### Description of the task
Could you quote, exactly as they stand, the lines running from the one with "Report one point per instance of the river water" to the final line of the material?
-- start of Exercise material --
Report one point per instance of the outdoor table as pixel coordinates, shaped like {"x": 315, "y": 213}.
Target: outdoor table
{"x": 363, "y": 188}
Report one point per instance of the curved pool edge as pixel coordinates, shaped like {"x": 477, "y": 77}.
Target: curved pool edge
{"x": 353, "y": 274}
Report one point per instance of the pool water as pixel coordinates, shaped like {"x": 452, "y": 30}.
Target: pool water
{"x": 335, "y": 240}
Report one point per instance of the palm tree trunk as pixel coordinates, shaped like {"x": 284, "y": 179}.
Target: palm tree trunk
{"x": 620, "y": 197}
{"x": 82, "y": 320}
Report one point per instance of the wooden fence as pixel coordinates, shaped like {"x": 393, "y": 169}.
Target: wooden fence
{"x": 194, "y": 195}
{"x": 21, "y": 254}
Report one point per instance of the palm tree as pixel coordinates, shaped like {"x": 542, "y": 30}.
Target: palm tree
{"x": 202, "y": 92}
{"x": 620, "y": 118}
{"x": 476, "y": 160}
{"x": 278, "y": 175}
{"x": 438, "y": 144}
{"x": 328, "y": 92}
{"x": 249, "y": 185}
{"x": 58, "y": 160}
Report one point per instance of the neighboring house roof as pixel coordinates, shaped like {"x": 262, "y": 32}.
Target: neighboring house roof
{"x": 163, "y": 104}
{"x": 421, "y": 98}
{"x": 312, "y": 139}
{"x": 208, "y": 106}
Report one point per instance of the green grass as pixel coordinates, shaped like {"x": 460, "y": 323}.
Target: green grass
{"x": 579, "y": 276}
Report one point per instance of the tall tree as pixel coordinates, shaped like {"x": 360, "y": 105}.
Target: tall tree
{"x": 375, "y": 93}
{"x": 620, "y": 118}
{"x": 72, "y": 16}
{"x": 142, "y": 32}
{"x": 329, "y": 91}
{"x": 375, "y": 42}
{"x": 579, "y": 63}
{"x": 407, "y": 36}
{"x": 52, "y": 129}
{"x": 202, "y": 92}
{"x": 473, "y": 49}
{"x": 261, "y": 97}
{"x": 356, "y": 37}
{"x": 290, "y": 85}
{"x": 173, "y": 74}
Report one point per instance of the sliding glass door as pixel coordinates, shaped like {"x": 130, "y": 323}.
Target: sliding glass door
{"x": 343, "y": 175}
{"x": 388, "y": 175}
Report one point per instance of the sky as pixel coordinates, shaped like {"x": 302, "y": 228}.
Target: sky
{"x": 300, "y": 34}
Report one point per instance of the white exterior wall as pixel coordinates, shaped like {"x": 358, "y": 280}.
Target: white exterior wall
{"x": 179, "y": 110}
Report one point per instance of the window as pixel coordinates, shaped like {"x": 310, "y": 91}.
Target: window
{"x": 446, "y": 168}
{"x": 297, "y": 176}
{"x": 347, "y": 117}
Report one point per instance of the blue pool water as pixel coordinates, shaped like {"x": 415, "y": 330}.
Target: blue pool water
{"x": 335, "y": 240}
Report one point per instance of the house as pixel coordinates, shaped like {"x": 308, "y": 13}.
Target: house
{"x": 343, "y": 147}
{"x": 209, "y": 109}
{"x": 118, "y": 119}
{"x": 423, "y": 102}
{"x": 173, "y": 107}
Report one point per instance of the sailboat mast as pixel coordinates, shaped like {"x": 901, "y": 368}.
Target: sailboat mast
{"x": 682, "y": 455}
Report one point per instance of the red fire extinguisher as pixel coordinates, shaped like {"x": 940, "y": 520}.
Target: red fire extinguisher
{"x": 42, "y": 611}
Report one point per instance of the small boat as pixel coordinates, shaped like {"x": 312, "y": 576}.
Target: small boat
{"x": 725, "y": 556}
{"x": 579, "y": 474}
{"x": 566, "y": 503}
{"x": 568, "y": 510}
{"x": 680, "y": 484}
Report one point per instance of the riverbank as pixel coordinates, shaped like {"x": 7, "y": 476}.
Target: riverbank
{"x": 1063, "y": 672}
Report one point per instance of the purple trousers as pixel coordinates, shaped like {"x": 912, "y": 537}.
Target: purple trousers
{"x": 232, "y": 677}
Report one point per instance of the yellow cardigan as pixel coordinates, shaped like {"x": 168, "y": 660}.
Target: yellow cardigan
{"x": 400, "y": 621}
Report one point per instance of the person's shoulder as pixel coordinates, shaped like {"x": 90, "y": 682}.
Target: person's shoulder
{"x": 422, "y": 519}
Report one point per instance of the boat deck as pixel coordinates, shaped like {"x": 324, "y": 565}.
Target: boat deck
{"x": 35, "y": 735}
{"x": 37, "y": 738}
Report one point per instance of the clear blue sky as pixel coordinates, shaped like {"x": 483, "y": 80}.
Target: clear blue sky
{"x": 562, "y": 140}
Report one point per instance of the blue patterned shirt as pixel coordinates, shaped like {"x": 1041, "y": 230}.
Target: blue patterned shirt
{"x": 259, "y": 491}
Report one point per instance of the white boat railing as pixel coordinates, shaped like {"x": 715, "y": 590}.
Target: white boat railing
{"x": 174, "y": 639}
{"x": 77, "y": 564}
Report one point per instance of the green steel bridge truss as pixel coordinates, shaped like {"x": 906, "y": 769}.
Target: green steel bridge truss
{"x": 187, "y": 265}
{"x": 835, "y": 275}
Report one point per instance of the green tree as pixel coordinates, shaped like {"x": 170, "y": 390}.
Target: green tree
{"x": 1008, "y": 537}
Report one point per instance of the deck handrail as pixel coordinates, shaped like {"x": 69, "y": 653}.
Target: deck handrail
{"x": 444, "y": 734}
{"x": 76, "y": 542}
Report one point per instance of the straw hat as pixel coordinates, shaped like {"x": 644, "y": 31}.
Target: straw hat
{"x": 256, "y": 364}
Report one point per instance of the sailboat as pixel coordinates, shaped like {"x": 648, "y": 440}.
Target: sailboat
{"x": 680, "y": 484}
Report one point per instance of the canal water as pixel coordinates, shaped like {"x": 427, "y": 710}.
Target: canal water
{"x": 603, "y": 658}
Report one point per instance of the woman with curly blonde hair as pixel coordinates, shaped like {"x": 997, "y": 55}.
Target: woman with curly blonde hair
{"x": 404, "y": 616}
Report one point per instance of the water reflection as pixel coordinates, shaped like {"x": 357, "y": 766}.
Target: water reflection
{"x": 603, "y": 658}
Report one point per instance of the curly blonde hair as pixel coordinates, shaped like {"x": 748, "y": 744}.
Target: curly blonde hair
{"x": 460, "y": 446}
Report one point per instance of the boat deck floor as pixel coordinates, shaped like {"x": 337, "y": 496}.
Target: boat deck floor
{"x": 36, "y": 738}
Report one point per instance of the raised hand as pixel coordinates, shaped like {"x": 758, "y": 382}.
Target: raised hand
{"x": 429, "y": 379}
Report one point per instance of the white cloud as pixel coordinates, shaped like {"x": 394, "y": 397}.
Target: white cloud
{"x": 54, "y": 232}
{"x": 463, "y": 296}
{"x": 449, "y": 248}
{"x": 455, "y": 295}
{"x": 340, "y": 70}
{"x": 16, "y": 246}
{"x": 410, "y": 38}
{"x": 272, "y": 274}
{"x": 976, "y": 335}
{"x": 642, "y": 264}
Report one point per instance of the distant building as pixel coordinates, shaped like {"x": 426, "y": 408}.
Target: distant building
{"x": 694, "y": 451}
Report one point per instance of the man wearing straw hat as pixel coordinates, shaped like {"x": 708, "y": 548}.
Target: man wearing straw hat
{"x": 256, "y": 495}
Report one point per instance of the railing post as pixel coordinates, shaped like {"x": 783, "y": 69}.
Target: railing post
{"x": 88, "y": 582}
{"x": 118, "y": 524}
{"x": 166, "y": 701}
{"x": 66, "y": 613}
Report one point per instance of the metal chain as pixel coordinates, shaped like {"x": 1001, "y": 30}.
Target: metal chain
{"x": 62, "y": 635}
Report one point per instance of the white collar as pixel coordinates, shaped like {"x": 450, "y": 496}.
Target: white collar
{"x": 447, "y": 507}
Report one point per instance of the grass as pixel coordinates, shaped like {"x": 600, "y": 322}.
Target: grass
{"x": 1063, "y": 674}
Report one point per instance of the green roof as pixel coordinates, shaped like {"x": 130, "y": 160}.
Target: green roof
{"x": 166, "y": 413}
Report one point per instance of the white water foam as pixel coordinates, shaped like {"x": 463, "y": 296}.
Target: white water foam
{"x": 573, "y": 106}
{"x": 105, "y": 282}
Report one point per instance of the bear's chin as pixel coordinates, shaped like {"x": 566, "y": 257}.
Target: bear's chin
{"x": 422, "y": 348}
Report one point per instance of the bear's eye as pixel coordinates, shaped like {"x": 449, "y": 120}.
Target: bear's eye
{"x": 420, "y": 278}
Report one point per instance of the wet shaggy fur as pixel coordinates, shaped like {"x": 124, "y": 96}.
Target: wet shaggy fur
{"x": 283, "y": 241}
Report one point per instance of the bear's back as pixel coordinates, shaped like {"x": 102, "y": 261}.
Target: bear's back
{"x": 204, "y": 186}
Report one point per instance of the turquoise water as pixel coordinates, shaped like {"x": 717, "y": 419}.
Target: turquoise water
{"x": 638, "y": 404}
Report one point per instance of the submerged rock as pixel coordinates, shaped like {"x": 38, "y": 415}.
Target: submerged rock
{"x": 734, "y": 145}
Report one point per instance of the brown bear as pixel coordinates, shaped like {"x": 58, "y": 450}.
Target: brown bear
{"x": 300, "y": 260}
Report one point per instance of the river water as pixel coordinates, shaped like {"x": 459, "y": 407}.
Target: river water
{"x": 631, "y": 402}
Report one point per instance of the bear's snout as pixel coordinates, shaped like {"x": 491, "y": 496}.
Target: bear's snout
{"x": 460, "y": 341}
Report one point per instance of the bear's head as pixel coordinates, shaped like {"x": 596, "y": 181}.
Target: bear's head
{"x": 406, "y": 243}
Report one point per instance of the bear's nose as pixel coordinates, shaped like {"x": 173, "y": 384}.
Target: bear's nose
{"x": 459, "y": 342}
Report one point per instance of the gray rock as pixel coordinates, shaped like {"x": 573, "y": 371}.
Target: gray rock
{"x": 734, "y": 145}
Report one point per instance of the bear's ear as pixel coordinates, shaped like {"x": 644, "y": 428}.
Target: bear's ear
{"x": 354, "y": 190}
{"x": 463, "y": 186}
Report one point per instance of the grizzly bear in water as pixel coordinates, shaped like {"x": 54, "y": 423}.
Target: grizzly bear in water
-- end of Exercise material --
### Output
Report one point per instance of the river water as pixel coordinates, shaped like {"x": 459, "y": 407}.
Target: river water
{"x": 631, "y": 402}
Report one point per instance of the bear's snout as pixel coordinates, shaped like {"x": 491, "y": 496}.
Target: bear's snout
{"x": 460, "y": 341}
Report one point per instance of the bear's head as pixel coordinates, shaped like {"x": 596, "y": 181}.
Target: bear's head
{"x": 406, "y": 243}
Report one point per instance of the bear's nose as pixel coordinates, shaped like {"x": 173, "y": 384}.
Target: bear's nose
{"x": 459, "y": 342}
Report one point per instance of the gray rock as pixel coordinates, shaped like {"x": 573, "y": 371}.
Target: gray rock
{"x": 734, "y": 145}
Report one point per instance of the bear's ear as pixel coordinates, shaped like {"x": 644, "y": 428}.
Target: bear's ear
{"x": 354, "y": 190}
{"x": 463, "y": 186}
Report one point per instance of the grizzly bear in water as pixel coordinates, shaped like {"x": 54, "y": 423}.
Target: grizzly bear in water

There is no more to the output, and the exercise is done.